SOURCE EXCERPT ::
☆ ☆ ☆ ☆
Words matter not only in the way they are intended but also in the way they are understood. “All lives matter” might be true, but if the person hearing those words remembers that all people were protected in our constitution except African Americans, they don’t hear, “All lives matter.” They hear, “All lives matter more than African American lives do.” Words matter. An illegal immigrant might be undocumented except they know that many Caucasian-European immigrants like 2 out of my 4 grandparents, came to this country illegally and they were still called citizens. Words matter. We might all be frightened by the terrorist threat but when we call the terrorists Muslims we isolate and hurt other Muslim Americans who are peace-loving, just citizens. Words matter.
We are at a crossroads as Americans and Jews. We have the choice. Are we going to look for the sacred/the holy spark in all human beings or are we going to see fear and danger everywhere we look? The words we use will create the reality we live. The words we hear and listen to matter as much as the words we use. We must advocate loudly for “innocent before proven guilty”. We must isolate and neutralize those who incite fear and hate. We must be the moral role models for our children standing up to adult-size bullies. Words matter.
☆ ☆ ☆ ☆
GIVEN ENTRIES ::

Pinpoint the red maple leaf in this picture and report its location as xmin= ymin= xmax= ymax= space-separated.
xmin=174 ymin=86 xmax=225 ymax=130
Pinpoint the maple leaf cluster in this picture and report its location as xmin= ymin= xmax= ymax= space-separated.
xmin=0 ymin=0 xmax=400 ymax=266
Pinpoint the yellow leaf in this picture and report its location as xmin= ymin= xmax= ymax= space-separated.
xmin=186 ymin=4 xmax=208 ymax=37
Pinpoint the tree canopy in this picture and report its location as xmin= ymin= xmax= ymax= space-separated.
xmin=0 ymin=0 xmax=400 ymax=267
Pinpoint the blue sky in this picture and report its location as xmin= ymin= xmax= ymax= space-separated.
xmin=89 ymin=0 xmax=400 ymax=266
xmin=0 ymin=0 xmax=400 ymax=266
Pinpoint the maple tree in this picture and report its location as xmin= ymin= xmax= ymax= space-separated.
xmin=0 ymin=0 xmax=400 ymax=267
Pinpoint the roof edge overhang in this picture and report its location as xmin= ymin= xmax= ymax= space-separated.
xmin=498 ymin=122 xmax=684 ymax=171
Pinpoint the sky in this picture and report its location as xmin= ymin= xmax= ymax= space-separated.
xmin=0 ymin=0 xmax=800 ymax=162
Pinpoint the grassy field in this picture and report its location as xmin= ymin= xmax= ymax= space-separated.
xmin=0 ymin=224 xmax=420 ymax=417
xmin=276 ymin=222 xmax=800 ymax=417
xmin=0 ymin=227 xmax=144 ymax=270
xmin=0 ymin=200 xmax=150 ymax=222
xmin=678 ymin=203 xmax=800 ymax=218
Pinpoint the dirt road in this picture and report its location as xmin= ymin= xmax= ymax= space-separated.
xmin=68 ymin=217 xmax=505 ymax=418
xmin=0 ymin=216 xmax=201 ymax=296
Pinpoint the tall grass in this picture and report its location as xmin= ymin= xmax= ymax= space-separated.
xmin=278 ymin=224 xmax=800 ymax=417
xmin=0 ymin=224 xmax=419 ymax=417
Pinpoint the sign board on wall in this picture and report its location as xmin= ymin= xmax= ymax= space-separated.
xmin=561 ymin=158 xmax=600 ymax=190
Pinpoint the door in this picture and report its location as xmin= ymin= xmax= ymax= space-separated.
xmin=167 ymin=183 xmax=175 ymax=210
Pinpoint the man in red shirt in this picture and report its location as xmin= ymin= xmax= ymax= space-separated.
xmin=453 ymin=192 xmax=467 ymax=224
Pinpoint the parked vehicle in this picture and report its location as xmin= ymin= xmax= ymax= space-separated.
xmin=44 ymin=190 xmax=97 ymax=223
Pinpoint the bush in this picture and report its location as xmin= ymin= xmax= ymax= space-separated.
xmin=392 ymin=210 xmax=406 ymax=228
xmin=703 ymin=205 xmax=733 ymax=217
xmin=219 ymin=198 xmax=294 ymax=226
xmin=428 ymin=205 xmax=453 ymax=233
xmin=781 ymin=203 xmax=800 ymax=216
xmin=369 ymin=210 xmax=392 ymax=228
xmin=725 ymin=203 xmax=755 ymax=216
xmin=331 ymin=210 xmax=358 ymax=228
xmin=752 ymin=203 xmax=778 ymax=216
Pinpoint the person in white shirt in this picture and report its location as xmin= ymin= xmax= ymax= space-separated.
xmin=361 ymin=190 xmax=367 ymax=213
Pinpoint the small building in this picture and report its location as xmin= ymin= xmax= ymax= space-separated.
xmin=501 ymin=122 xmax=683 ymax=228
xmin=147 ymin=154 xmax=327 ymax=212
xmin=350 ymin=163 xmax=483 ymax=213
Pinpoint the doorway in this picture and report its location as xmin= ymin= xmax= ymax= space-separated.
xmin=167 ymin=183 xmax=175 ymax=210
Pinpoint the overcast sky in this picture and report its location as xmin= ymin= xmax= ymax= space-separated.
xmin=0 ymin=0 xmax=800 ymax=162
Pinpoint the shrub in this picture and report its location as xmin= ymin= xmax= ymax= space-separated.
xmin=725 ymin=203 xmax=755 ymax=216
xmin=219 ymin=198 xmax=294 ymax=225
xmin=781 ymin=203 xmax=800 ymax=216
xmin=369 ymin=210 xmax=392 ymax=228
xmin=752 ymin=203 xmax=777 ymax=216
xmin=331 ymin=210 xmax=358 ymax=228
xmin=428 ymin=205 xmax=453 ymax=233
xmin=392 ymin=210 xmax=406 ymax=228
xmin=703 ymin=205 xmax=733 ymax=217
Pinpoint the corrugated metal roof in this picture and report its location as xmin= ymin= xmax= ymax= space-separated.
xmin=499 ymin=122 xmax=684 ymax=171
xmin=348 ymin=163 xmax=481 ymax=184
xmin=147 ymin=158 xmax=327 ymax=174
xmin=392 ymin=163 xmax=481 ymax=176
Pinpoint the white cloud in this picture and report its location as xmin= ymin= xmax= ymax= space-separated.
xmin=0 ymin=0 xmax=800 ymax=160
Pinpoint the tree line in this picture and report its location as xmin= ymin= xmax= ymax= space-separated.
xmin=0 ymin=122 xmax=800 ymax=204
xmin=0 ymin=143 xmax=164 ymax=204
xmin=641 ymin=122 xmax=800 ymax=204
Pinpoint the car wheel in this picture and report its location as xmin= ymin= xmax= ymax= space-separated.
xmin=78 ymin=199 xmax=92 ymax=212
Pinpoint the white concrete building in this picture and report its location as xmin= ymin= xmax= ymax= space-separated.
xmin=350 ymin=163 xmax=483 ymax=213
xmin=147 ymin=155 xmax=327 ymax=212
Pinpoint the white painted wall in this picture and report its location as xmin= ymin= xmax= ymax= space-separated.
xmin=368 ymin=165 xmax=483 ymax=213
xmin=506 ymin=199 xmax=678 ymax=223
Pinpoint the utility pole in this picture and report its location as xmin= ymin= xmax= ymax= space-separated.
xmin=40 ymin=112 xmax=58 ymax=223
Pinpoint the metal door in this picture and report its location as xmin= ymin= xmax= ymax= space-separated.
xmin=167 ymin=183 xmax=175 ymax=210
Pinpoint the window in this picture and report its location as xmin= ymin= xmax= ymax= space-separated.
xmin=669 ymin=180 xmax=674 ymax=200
☆ ☆ ☆ ☆
EXERCISE REQUIREMENTS ::
**A.** Please condense the paragraph of the essay on words that begins "We are at a crossroads" into a short bulleted list that keeps its main points.
**B.** According to the essay on words, how many of the writer's grandparents came to this country illegally?
**C.** In the essay on words, take the passage starting with "We are at a" and going on through "bullies. Words matter.", and change "children" to "kids".

EXERCISE SOLUTIONS ::
**A.**
- Americans and Jews are at a crossroads and have a choice.
- We can look for the sacred, holy spark in all human beings or see fear and danger everywhere.
- The words we use will create the reality we live.
- The words we hear and listen to matter as much as the words we use.
- We must advocate loudly for "innocent before proven guilty."
- We must isolate and neutralize those who incite fear and hate.
- We must be moral role models for our children by standing up to adult-size bullies.
- Words matter.

**B.** Two of the writer's four grandparents.

**C.**
We are at a crossroads as Americans and Jews. We have the choice. Are we going to look for the sacred/the holy spark in all human beings or are we going to see fear and danger everywhere we look? The words we use will create the reality we live. The words we hear and listen to matter as much as the words we use. We must advocate loudly for “innocent before proven guilty”. We must isolate and neutralize those who incite fear and hate. We must be the moral role models for our kids standing up to adult-size bullies. Words matter.